*WORK ORDER:* The output should be limited to the line holding "In the picture above, where can the car" and the lines after it through the end of the entries, each restated exactly.

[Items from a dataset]
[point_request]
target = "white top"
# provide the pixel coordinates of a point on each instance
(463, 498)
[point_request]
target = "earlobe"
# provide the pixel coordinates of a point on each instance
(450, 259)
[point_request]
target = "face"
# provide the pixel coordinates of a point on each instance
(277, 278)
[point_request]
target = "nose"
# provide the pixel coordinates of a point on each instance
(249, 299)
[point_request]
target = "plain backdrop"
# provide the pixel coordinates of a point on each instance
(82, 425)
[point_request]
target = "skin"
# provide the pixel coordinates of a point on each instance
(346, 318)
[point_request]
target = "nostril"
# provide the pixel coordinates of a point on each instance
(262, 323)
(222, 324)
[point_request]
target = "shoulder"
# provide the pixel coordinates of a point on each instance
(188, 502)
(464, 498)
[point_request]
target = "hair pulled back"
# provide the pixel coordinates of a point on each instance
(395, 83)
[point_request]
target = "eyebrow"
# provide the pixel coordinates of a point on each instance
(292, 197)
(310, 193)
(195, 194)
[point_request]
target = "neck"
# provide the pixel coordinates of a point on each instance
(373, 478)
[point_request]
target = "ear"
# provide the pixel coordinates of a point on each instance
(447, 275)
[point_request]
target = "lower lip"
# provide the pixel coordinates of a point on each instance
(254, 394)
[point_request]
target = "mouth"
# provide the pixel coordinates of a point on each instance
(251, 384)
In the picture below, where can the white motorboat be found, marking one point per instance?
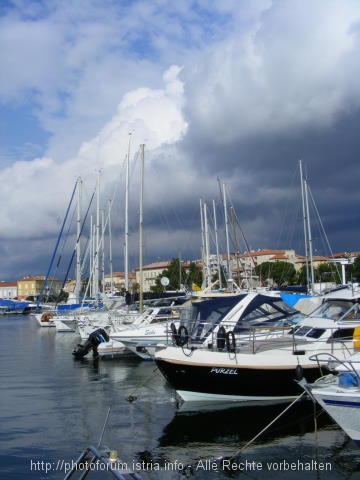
(339, 394)
(213, 311)
(259, 369)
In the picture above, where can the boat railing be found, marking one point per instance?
(334, 362)
(225, 336)
(256, 338)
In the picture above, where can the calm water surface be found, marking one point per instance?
(52, 407)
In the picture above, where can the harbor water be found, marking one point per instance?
(52, 407)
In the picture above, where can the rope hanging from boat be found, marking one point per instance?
(239, 452)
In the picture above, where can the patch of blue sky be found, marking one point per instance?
(21, 135)
(26, 9)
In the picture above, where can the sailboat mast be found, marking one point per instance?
(305, 226)
(91, 243)
(309, 233)
(202, 248)
(141, 293)
(110, 252)
(126, 245)
(207, 248)
(78, 248)
(229, 272)
(217, 246)
(97, 240)
(102, 250)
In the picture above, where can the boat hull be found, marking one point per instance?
(343, 407)
(233, 383)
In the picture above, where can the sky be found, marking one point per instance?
(233, 93)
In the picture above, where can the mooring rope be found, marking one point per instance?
(132, 397)
(240, 451)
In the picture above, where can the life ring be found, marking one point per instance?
(221, 338)
(182, 336)
(46, 317)
(230, 342)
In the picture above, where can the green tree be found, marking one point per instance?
(326, 272)
(173, 274)
(282, 273)
(192, 274)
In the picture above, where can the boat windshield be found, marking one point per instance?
(264, 310)
(203, 316)
(335, 309)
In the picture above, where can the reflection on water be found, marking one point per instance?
(52, 407)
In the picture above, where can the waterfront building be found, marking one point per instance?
(8, 289)
(31, 286)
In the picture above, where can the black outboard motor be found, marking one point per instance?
(94, 340)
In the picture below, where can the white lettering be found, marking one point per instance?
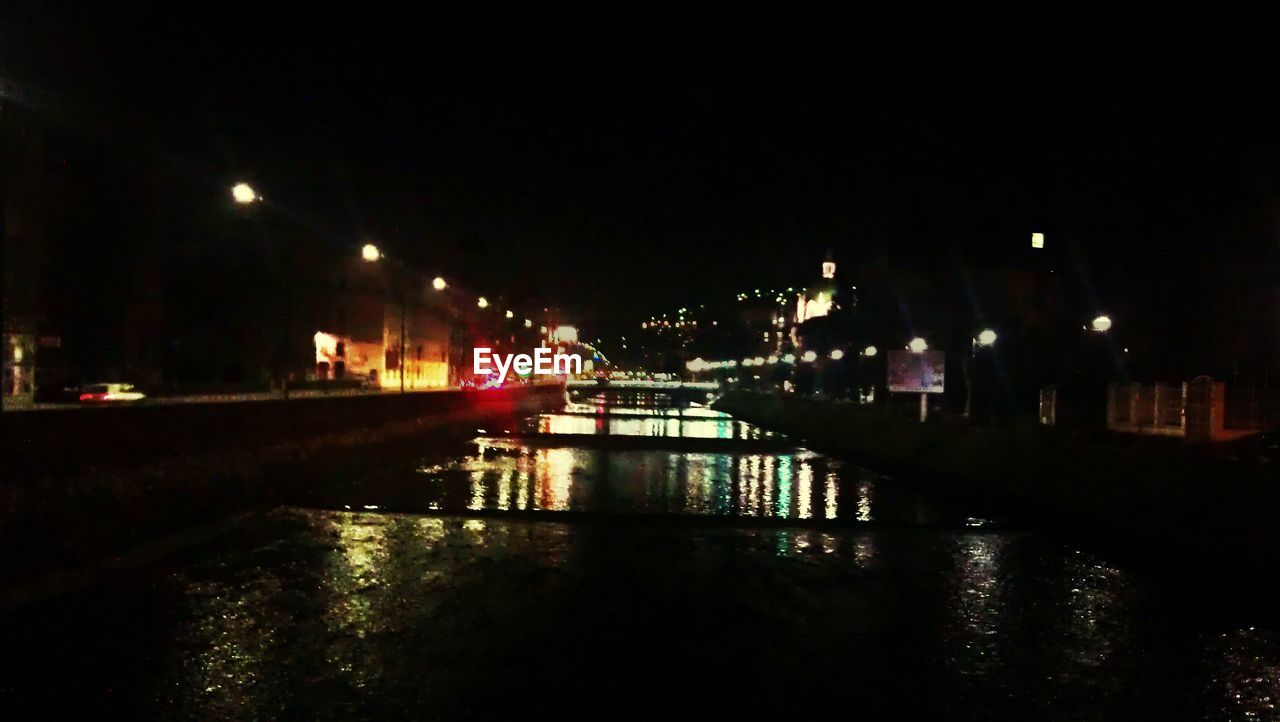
(524, 364)
(543, 361)
(566, 359)
(480, 362)
(502, 368)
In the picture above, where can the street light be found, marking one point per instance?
(986, 339)
(243, 193)
(371, 254)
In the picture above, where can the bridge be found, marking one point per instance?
(640, 392)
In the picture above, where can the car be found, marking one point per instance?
(109, 393)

*RESPONSE TO THE TASK:*
In the picture above, where can the car be found, marking one point per instance?
(109, 393)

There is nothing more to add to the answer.